◆ EXERCISE BRIEF: Rewrite all of the entries below, swapping "keypoint" for "marker" wherever it occurs and leaving everything else unchanged. Omit the pictures from your answer.

◆ STORED ROWS:
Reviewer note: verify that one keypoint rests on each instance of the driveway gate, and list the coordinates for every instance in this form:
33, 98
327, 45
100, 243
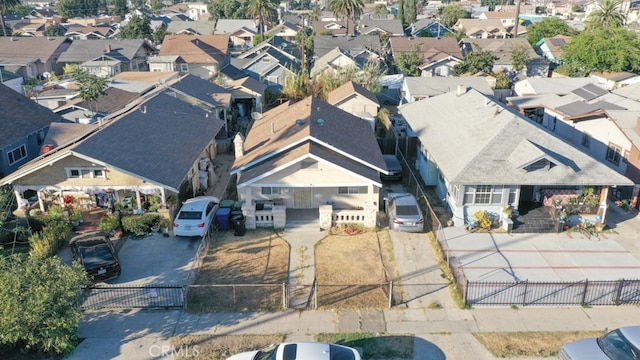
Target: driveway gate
131, 296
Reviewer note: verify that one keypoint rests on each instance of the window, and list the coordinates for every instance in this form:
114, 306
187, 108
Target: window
268, 190
85, 173
17, 154
483, 194
348, 190
613, 154
586, 140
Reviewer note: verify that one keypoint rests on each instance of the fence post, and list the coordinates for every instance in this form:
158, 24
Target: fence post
584, 292
619, 292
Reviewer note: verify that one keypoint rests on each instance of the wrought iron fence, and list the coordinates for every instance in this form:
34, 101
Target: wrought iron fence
528, 293
105, 296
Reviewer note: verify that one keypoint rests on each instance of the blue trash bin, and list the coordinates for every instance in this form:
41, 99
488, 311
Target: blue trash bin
222, 217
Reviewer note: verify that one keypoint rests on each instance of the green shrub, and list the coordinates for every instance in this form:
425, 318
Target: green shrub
140, 224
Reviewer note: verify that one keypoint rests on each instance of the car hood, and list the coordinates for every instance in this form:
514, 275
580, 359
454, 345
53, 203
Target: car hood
249, 355
586, 349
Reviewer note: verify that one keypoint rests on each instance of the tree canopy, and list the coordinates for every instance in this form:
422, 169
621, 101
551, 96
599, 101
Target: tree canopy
450, 14
138, 27
549, 27
604, 49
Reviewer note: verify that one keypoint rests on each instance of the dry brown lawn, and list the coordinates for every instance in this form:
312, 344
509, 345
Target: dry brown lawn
219, 347
350, 270
530, 344
259, 257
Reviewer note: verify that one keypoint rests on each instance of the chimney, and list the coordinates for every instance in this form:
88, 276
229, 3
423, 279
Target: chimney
238, 145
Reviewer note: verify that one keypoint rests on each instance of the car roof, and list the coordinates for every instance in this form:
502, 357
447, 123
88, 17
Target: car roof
632, 333
403, 198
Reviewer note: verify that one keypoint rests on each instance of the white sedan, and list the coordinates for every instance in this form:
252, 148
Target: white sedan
301, 350
195, 216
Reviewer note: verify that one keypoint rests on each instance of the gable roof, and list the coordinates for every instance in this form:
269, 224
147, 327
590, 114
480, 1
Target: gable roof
21, 116
351, 45
82, 50
312, 121
492, 135
29, 47
434, 49
348, 89
182, 131
197, 49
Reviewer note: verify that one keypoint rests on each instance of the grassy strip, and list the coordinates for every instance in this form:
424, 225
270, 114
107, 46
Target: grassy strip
529, 344
374, 346
219, 347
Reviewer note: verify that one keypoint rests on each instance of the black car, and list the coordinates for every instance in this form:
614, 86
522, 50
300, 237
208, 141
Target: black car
97, 255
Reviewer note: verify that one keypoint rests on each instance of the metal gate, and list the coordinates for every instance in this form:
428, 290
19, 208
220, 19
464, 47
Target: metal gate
118, 296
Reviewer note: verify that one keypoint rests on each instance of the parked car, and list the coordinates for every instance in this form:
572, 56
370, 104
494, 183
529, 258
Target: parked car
195, 216
404, 213
97, 255
301, 350
620, 344
394, 167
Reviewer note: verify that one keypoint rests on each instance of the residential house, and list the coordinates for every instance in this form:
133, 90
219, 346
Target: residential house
614, 80
286, 30
203, 55
357, 100
107, 57
23, 127
334, 28
594, 120
32, 56
482, 29
428, 26
536, 65
419, 88
506, 161
312, 158
81, 32
248, 94
154, 148
389, 27
551, 48
440, 54
271, 62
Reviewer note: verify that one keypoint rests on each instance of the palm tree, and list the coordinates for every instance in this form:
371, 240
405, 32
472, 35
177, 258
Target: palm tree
264, 10
4, 6
609, 14
349, 9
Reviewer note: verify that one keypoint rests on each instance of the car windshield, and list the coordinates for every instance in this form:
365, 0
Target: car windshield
190, 215
94, 256
267, 354
406, 210
617, 347
340, 353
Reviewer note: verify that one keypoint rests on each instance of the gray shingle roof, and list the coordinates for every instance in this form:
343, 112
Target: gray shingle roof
474, 140
21, 116
160, 144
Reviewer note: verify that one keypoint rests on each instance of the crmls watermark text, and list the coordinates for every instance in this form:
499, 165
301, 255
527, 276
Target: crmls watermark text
184, 351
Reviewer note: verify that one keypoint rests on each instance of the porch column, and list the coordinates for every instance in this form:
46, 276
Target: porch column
604, 195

◆ TASK OUTPUT:
Reviewer note: verify that one marker rests on each instance of the driveway gate, and list the coordinates for every instance in this form:
33, 98
327, 45
100, 243
Target: driveway gate
131, 296
Reviewer note: verify that one marker rests on each instance of the window, and list the coordinates for every instance in this form:
114, 306
187, 108
Target: window
268, 190
85, 173
17, 154
483, 194
348, 190
613, 154
586, 140
Reviewer note: verify that one marker rests on each instance of the fence post, and list the coordinates for every instance in this form:
158, 24
Target: fence post
584, 292
619, 292
Reviewer note: verify that one marker rests on each instance of the wrought iron fence, and list the coordinates for every instance in this form:
34, 101
Target: wrought iron fence
528, 293
105, 296
Reviewer note: verify that one marker rests on each instance of the blue trash bin, and list the coordinates for every instance in this form:
41, 99
488, 311
Target: blue trash bin
222, 217
Reviewer note: verify that one marker rests on each instance of the green shrub, and list the coordinates for every instance in this form:
425, 318
Target: green shrub
140, 224
Reviewer note: verify that one marker rests on each instance of the car hood, and list the coordinates for every instance in this form:
514, 275
580, 359
454, 345
53, 203
Target: car hood
249, 355
586, 349
Reviewer note: verify that one marker rests on each instance of the tree canopy, and list the coordinates for every instance in this form:
422, 169
621, 101
551, 96
599, 101
Target: tree canopy
450, 14
138, 27
549, 27
604, 49
Reviewer note: verify that one marker rests on each instance of the dry brown lawn, and list the coordinates for every instance in this form:
312, 344
509, 345
Target: dry brown lawn
219, 347
350, 270
530, 344
259, 257
Reviewer note: verify that one marker rests on each instance of the chimney, and list the coordinates for every instance in this form:
88, 276
229, 3
423, 279
Target: chimney
238, 145
Reviewer note: verify that one marker rests on each instance of the car roof, and list the coordinates for every instance in this form:
502, 357
447, 123
88, 17
Target: car roof
632, 333
403, 198
Reviewer note: verify that one marker rests on each instance of the white sedan, and list the coordinates for every instance in this form:
252, 148
Target: white sedan
301, 350
195, 216
Reviewer note: verify that one marker rests on each instance of the gable roof, and list the coordinates for every instance in this form:
269, 224
147, 327
590, 114
480, 1
Target: gable roof
21, 116
351, 45
82, 50
312, 121
492, 135
29, 47
434, 49
348, 89
182, 131
197, 49
Reviewer note: verify that one marker rests on each instance of the grassy strip, and list the coordinates for every instance in this form:
424, 225
270, 114
107, 46
Target: grassy strip
529, 344
374, 346
219, 347
Reviewer note: verify that one marker rests on each instance of the black car, and list the coordinates for every instance in this form:
614, 86
522, 50
300, 237
208, 141
Target: black car
97, 255
Reviewer note: verify that one marker rests on each instance of the metal gate, and list the coordinates for every instance in this form:
428, 290
19, 208
220, 19
464, 47
Target: metal gate
118, 296
Reviewer note: verify that one marker rests on each instance of the parked car, and list the coordinates for every instance in this form:
572, 56
370, 104
494, 183
529, 258
Target: parked car
195, 216
404, 213
97, 255
301, 350
620, 344
394, 167
Reviewer note: verify that one marker rests on each instance of the residential house, and list the coordinates for every instance in this form:
133, 90
219, 346
Target: residential house
614, 80
286, 30
203, 55
357, 100
107, 57
23, 127
334, 28
594, 120
32, 56
482, 29
428, 26
536, 65
419, 88
506, 161
312, 158
81, 32
248, 94
154, 148
389, 27
551, 48
440, 54
271, 62
Reviewer note: verify that one marker rests on each instance of the palm tree, and list the coordinates for every instance in this form:
371, 240
405, 32
472, 35
177, 258
Target: palm tree
264, 10
4, 6
609, 14
349, 9
Reviewer note: verify that one marker rests on each instance of the car windshield, and list the coordinates for every instance in this form:
365, 0
Target: car windshield
190, 215
94, 256
267, 354
406, 210
617, 347
340, 353
Reviewer note: verify that one marker rests on each instance of the gray shingle roof, and list the coordinates for every instance in this form:
343, 112
Target: gray shingle roof
474, 140
21, 116
160, 144
Reviewer note: verify that one marker rests on each instance of the crmls watermark text, and list the coordinates for every instance in this form:
499, 165
301, 255
527, 276
Target: crmls watermark text
184, 351
Reviewer note: verify that one marker rests on each instance of the porch column, and list the coordinates for every instance in this form:
46, 276
Target: porch column
604, 195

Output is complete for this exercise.